Entries taken from a collection
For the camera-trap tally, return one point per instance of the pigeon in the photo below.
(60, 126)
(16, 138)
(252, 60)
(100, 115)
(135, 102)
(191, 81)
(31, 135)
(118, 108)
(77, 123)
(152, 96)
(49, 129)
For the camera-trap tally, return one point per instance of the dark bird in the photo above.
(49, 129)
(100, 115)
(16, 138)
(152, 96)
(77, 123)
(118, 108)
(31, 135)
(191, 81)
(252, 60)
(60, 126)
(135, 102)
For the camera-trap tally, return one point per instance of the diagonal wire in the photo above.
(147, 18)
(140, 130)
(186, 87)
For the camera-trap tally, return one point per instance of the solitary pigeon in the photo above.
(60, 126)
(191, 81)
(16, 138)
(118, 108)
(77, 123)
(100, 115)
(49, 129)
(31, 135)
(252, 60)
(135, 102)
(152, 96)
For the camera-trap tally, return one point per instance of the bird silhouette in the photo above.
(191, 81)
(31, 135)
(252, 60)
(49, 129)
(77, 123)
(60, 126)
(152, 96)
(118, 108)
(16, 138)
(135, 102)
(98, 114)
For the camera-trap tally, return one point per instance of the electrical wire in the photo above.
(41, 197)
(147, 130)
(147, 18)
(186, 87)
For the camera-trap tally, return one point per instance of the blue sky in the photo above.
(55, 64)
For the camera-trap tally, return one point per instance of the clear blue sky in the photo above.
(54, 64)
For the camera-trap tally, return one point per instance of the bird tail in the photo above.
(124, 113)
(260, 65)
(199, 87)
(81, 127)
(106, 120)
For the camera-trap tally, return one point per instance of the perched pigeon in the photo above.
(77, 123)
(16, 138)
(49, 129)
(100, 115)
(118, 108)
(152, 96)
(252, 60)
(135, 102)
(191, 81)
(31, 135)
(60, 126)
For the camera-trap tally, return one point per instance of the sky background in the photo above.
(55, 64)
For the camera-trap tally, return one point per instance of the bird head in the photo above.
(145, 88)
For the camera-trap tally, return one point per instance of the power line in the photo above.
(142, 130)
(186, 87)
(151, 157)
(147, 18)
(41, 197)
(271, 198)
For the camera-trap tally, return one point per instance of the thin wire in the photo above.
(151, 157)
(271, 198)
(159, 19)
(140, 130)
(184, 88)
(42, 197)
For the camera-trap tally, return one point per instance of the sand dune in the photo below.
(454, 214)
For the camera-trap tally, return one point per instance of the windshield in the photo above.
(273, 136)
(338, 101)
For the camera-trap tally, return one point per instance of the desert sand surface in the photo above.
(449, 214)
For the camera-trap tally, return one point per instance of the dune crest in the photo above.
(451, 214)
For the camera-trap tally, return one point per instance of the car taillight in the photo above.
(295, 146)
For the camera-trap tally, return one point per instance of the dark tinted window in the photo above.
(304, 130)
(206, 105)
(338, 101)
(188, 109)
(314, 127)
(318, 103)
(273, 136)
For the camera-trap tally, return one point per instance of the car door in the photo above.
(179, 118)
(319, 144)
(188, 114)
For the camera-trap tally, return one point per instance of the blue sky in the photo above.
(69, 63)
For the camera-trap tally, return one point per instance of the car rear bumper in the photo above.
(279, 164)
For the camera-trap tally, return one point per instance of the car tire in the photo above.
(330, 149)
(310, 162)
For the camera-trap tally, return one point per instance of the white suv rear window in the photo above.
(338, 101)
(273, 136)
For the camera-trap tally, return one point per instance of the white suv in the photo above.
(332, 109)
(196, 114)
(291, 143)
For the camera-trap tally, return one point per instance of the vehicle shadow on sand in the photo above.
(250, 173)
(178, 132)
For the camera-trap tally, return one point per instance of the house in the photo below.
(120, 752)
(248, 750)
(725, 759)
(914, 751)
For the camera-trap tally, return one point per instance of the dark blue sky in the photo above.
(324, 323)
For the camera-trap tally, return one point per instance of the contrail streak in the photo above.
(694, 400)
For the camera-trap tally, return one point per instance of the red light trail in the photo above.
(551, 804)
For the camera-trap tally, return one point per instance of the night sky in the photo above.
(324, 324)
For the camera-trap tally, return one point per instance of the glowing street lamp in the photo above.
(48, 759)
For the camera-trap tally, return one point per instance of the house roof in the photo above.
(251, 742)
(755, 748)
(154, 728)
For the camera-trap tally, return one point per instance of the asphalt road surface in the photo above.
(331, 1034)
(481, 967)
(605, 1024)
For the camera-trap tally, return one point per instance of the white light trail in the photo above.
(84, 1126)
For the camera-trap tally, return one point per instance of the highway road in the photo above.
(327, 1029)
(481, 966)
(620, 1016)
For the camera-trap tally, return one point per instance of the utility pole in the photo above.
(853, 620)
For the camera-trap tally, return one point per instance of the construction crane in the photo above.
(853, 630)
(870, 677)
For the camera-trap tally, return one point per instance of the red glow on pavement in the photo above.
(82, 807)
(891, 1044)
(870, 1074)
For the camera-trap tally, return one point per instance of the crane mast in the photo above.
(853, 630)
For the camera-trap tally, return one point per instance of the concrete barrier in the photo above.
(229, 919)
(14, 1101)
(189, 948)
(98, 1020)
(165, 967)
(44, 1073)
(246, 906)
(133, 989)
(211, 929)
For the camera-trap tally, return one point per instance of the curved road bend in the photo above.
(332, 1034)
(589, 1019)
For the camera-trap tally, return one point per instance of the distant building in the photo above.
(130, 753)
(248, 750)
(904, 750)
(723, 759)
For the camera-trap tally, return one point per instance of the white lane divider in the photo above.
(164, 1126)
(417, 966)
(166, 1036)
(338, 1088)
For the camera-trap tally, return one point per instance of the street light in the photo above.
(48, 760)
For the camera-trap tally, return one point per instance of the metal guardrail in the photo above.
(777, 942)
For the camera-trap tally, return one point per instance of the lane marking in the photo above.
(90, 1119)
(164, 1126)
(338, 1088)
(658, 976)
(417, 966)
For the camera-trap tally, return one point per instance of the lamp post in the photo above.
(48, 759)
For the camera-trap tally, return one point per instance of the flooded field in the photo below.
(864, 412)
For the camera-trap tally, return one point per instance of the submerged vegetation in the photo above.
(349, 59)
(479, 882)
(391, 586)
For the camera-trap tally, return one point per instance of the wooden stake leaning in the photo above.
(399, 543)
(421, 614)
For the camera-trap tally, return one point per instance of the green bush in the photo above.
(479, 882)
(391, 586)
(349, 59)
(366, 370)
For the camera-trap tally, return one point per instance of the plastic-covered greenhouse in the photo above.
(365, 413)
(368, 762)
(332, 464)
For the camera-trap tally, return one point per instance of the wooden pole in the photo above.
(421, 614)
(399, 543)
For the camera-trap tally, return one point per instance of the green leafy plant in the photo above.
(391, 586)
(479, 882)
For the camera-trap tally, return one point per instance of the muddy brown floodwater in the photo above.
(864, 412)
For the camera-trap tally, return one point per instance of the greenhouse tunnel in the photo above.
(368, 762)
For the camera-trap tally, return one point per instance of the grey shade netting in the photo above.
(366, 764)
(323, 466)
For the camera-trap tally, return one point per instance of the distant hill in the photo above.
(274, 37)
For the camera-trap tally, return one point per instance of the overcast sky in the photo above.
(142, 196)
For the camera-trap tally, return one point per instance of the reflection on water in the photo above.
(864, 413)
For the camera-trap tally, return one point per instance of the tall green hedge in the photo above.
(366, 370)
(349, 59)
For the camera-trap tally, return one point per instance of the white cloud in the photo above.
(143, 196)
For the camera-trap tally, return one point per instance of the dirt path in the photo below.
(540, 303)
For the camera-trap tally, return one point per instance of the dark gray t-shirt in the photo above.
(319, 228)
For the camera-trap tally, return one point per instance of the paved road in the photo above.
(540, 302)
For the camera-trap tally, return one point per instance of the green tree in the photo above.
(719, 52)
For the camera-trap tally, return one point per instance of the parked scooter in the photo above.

## Task to complete
Give the records again, unchanged and complete.

## Answer to the problem
For the camera-trap tally, return one point per instance of the pigeon in the photo below.
(60, 126)
(16, 138)
(252, 60)
(100, 115)
(135, 102)
(191, 81)
(31, 135)
(118, 108)
(77, 123)
(152, 96)
(49, 129)
For the camera-trap tally, return one point per instance of the dark bird in the photo above.
(49, 129)
(100, 115)
(16, 138)
(152, 96)
(77, 123)
(118, 108)
(31, 135)
(191, 81)
(252, 60)
(60, 126)
(135, 102)
For the camera-trap tally, return one point per instance of the diagonal wire in the photo above.
(147, 18)
(140, 130)
(186, 87)
For the camera-trap tally, return one point per instance of the solitary pigeon in the photo above.
(60, 126)
(191, 81)
(16, 138)
(118, 108)
(77, 123)
(100, 115)
(49, 129)
(31, 135)
(252, 60)
(135, 102)
(152, 96)
For the camera-trap tally, return one point per instance of the bird silhouette in the photo above.
(191, 81)
(31, 135)
(252, 60)
(49, 129)
(77, 123)
(60, 126)
(152, 96)
(118, 108)
(16, 138)
(135, 102)
(98, 114)
For the camera-trap tally, return one point per instance of the electrical wire in the photo above.
(41, 197)
(147, 130)
(147, 18)
(186, 87)
For the camera-trap tally, return one point per instance of the blue sky in the photo above.
(55, 64)
For the camera-trap tally, return one point per instance of the clear blue sky in the photo above.
(54, 64)
For the camera-trap tally, return one point per instance of the bird tail in the photo above.
(124, 113)
(260, 65)
(199, 87)
(81, 127)
(106, 120)
For the camera-trap tally, return one point per instance of the perched pigeon in the photo above.
(77, 123)
(16, 138)
(49, 129)
(100, 115)
(118, 108)
(152, 96)
(252, 60)
(135, 102)
(191, 81)
(31, 135)
(60, 126)
For the camera-trap tally, return one point per instance of the sky background in the photo above.
(55, 64)
For the camera-trap tally, return one point per instance of the bird head in the photo above.
(145, 88)
For the camera-trap tally, return one point per instance of the power line in the photo above.
(142, 130)
(186, 87)
(151, 157)
(147, 18)
(41, 197)
(271, 198)
For the camera-trap tally, return one point per instance of the thin wire in the photo above.
(151, 157)
(271, 198)
(159, 19)
(140, 130)
(184, 88)
(42, 197)
For the camera-trap tally, return one point per instance of the sand dune in the photo below.
(454, 214)
For the camera-trap tally, return one point per instance of the windshield in the photo above.
(273, 136)
(338, 101)
For the camera-trap tally, return one point per instance of the desert sand surface in the photo above.
(449, 214)
For the camera-trap tally, return one point per instance of the dune crest in the photo above.
(451, 214)
For the camera-trap tally, return one point per instance of the car taillight in the photo above.
(295, 146)
For the camera-trap tally, return one point per instance of the dark tinted window in the photo above.
(304, 130)
(206, 105)
(338, 101)
(188, 109)
(314, 127)
(318, 103)
(273, 136)
For the camera-trap tally, return one point per instance of the car door in the photo above.
(179, 118)
(319, 144)
(188, 114)
For the camera-trap tally, return one point per instance of the blue sky in the photo above.
(69, 63)
For the camera-trap tally, return one point per instance of the car rear bumper in the photo above.
(279, 164)
For the camera-trap tally, return one point per instance of the car tire in the photo above.
(330, 149)
(310, 162)
For the camera-trap tally, return one point per instance of the white suv rear window in the photo above.
(338, 101)
(273, 136)
For the camera-trap tally, return one point per instance of the white suv in the photo above.
(332, 109)
(196, 114)
(291, 143)
For the camera-trap tally, return one point per instance of the vehicle shadow on sand in the photo above.
(250, 173)
(178, 132)
For the camera-trap tally, return one point per instance of the house in the photo below.
(120, 752)
(248, 750)
(725, 759)
(914, 751)
For the camera-trap tally, return one point per instance of the dark blue sky in the photo above.
(324, 323)
For the camera-trap tally, return one point per instance of the contrail streak in the photo above.
(694, 400)
For the camera-trap tally, return one point per instance of the red light trail in the photo above.
(551, 804)
For the camera-trap tally, return one point per instance of the night sky in the photo above.
(324, 324)
For the camera-trap tally, return one point per instance of the glowing street lamp in the photo above.
(48, 759)
For the camera-trap tally, return one point per instance of the house roof in the photo above.
(251, 742)
(755, 748)
(154, 728)
For the camera-trap tally, return one point per instance of the asphalt road surface in the photo above.
(331, 1034)
(481, 967)
(605, 1024)
For the camera-trap tally, return one point per instance of the white light trail in the photo above.
(84, 1126)
For the camera-trap tally, return one point per instance of the highway road in the photo above.
(327, 1029)
(481, 966)
(620, 1016)
For the camera-trap tally, return one point per instance of the utility pole in the photo above.
(853, 620)
For the camera-trap tally, return one point per instance of the construction crane in the photo above.
(853, 630)
(870, 677)
For the camera-trap tally, return one point per instance of the red glow on pavement in the photo above.
(82, 807)
(891, 1044)
(870, 1074)
For the camera-trap tally, return one point per instance of the crane mast in the photo above.
(853, 630)
For the camera-trap tally, return one point per instance of the concrete barrier in the photo above.
(229, 919)
(14, 1101)
(189, 948)
(98, 1020)
(165, 967)
(44, 1073)
(246, 906)
(133, 989)
(211, 929)
For the camera-trap tally, return one point per instance of the curved road bend in the photo above.
(332, 1034)
(589, 1019)
For the camera-trap tally, return one point per instance of the distant building in the photo above.
(130, 753)
(248, 750)
(904, 750)
(723, 759)
For the camera-trap tally, return one point per instance of the white lane divider in the photo above.
(164, 1126)
(417, 966)
(166, 1036)
(338, 1088)
For the camera-trap tally, return one point per instance of the street light in the photo above.
(48, 760)
For the camera-trap tally, return one point per instance of the metal guardrail in the photo above.
(777, 942)
For the camera-trap tally, return one point per instance of the lane marking in the photo above.
(90, 1119)
(164, 1126)
(338, 1088)
(658, 976)
(417, 966)
For the camera-trap tally, return one point per instance of the lamp post in the photo above.
(48, 759)
For the camera-trap tally, return one point per instance of the flooded field in the photo below.
(864, 412)
For the camera-trap tally, return one point per instance of the submerged vegetation in the photo above.
(349, 59)
(479, 882)
(391, 586)
For the camera-trap tally, return one point per instance of the wooden stake leaning in the photo above.
(399, 543)
(421, 614)
For the camera-trap tally, return one point per instance of the green bush in the photo above.
(479, 882)
(391, 586)
(349, 59)
(366, 370)
For the camera-trap tally, return one point per instance of the plastic-covered greenhouse in the photo above.
(365, 413)
(368, 762)
(332, 464)
For the camera-trap tally, return one point per instance of the wooden pole in the photo above.
(421, 614)
(399, 543)
For the camera-trap tally, return one point per instance of the green leafy plant in the photo above.
(391, 586)
(479, 882)
For the camera-trap tally, return one point per instance of the muddy brown floodwater in the photo above.
(864, 412)
For the camera-trap tally, return one point per instance of the greenhouse tunnel in the photo above.
(368, 762)
For the camera-trap tally, return one point per instance of the grey shade netting in the photo above.
(366, 764)
(323, 466)
For the camera-trap tally, return one point per instance of the distant hill in the photo above.
(274, 37)
For the camera-trap tally, return one point per instance of the overcast sky in the photo above.
(142, 196)
For the camera-trap tally, return one point per instance of the reflection on water in the photo above.
(864, 413)
For the camera-trap tally, return one point per instance of the tall green hedge in the photo above.
(366, 370)
(349, 59)
For the camera-trap tally, return one point per instance of the white cloud in the photo above.
(143, 196)
For the camera-trap tally, return one point per instance of the dirt path in the photo below.
(540, 303)
For the camera-trap tally, return one point per instance of the dark gray t-shirt in the photo above.
(319, 228)
For the camera-trap tally, return one point per instance of the paved road in the photo above.
(540, 302)
For the camera-trap tally, return one point per instance of the green tree in the photo above.
(719, 52)
For the camera-trap tally, return one point per instance of the parked scooter in the photo above.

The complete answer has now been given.